Collected data entries
## Begin

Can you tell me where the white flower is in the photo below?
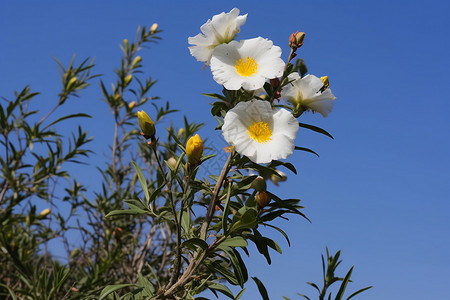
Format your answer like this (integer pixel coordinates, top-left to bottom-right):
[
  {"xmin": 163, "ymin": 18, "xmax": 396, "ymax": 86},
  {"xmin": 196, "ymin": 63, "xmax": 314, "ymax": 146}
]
[
  {"xmin": 211, "ymin": 37, "xmax": 285, "ymax": 90},
  {"xmin": 281, "ymin": 73, "xmax": 336, "ymax": 118},
  {"xmin": 188, "ymin": 8, "xmax": 247, "ymax": 65},
  {"xmin": 222, "ymin": 100, "xmax": 299, "ymax": 163}
]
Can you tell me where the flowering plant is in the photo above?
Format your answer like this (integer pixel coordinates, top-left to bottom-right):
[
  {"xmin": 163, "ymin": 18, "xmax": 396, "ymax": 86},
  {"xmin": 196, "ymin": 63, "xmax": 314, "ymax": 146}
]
[{"xmin": 0, "ymin": 8, "xmax": 372, "ymax": 300}]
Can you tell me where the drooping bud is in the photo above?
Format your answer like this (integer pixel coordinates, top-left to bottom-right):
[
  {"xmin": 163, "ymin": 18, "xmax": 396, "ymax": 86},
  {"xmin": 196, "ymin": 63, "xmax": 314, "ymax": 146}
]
[
  {"xmin": 128, "ymin": 101, "xmax": 136, "ymax": 109},
  {"xmin": 270, "ymin": 170, "xmax": 287, "ymax": 186},
  {"xmin": 123, "ymin": 39, "xmax": 128, "ymax": 53},
  {"xmin": 150, "ymin": 23, "xmax": 158, "ymax": 34},
  {"xmin": 186, "ymin": 134, "xmax": 203, "ymax": 166},
  {"xmin": 256, "ymin": 192, "xmax": 270, "ymax": 208},
  {"xmin": 251, "ymin": 176, "xmax": 267, "ymax": 192},
  {"xmin": 124, "ymin": 74, "xmax": 133, "ymax": 86},
  {"xmin": 289, "ymin": 31, "xmax": 306, "ymax": 51},
  {"xmin": 137, "ymin": 110, "xmax": 156, "ymax": 139},
  {"xmin": 38, "ymin": 208, "xmax": 51, "ymax": 219}
]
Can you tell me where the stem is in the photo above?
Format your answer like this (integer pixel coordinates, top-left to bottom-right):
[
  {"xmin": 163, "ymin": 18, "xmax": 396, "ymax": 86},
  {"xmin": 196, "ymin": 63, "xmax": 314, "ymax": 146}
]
[
  {"xmin": 150, "ymin": 145, "xmax": 183, "ymax": 286},
  {"xmin": 200, "ymin": 150, "xmax": 234, "ymax": 240},
  {"xmin": 0, "ymin": 181, "xmax": 8, "ymax": 204},
  {"xmin": 112, "ymin": 109, "xmax": 120, "ymax": 192},
  {"xmin": 270, "ymin": 48, "xmax": 295, "ymax": 103}
]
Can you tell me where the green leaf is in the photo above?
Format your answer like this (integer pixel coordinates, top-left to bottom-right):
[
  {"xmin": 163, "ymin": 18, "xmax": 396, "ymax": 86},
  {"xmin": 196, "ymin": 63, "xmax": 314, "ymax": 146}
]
[
  {"xmin": 131, "ymin": 161, "xmax": 150, "ymax": 205},
  {"xmin": 98, "ymin": 283, "xmax": 135, "ymax": 300},
  {"xmin": 42, "ymin": 113, "xmax": 92, "ymax": 130},
  {"xmin": 295, "ymin": 146, "xmax": 320, "ymax": 157},
  {"xmin": 138, "ymin": 272, "xmax": 155, "ymax": 297},
  {"xmin": 298, "ymin": 123, "xmax": 334, "ymax": 139},
  {"xmin": 222, "ymin": 182, "xmax": 232, "ymax": 235},
  {"xmin": 0, "ymin": 283, "xmax": 17, "ymax": 300},
  {"xmin": 230, "ymin": 208, "xmax": 258, "ymax": 233},
  {"xmin": 252, "ymin": 277, "xmax": 269, "ymax": 300},
  {"xmin": 297, "ymin": 293, "xmax": 311, "ymax": 300},
  {"xmin": 181, "ymin": 238, "xmax": 208, "ymax": 250},
  {"xmin": 347, "ymin": 286, "xmax": 372, "ymax": 300},
  {"xmin": 206, "ymin": 282, "xmax": 234, "ymax": 299},
  {"xmin": 262, "ymin": 223, "xmax": 291, "ymax": 247},
  {"xmin": 335, "ymin": 267, "xmax": 353, "ymax": 300},
  {"xmin": 205, "ymin": 260, "xmax": 239, "ymax": 285},
  {"xmin": 220, "ymin": 236, "xmax": 248, "ymax": 247},
  {"xmin": 234, "ymin": 288, "xmax": 245, "ymax": 300}
]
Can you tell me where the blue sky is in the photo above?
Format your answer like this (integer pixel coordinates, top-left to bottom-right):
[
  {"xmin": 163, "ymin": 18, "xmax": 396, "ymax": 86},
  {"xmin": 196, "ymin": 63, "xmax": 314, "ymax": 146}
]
[{"xmin": 0, "ymin": 0, "xmax": 450, "ymax": 300}]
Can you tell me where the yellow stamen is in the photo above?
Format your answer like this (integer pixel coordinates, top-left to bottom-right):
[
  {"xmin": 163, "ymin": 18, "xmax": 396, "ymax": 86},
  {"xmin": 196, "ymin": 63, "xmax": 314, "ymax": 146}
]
[
  {"xmin": 320, "ymin": 76, "xmax": 330, "ymax": 90},
  {"xmin": 234, "ymin": 56, "xmax": 258, "ymax": 77},
  {"xmin": 247, "ymin": 122, "xmax": 272, "ymax": 144}
]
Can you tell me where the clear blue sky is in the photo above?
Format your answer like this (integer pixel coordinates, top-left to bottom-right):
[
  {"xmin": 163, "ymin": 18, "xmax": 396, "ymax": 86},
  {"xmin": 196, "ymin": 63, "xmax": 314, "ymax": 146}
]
[{"xmin": 0, "ymin": 0, "xmax": 450, "ymax": 300}]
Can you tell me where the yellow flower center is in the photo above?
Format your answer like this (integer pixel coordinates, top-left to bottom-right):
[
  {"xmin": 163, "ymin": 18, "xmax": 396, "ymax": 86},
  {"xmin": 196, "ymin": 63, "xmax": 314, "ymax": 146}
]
[
  {"xmin": 234, "ymin": 56, "xmax": 258, "ymax": 77},
  {"xmin": 247, "ymin": 122, "xmax": 272, "ymax": 144}
]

## End

WHAT YOU WILL DO
Rewrite the entries from the line with "Can you tell me where the yellow flower" up to and including the last line of the entries, keeping the requests. Offset every pixel coordinate in the answers by adding 32, and leave the numbers in the requests and their format samples unchanged.

RESULT FOR THIS TASK
Can you tell me where the yellow flower center is in the photo above?
Format your answer like this (integer pixel coordinates, top-left to bottom-right):
[
  {"xmin": 163, "ymin": 18, "xmax": 396, "ymax": 86},
  {"xmin": 196, "ymin": 63, "xmax": 314, "ymax": 146}
]
[
  {"xmin": 266, "ymin": 88, "xmax": 290, "ymax": 109},
  {"xmin": 279, "ymin": 154, "xmax": 304, "ymax": 176}
]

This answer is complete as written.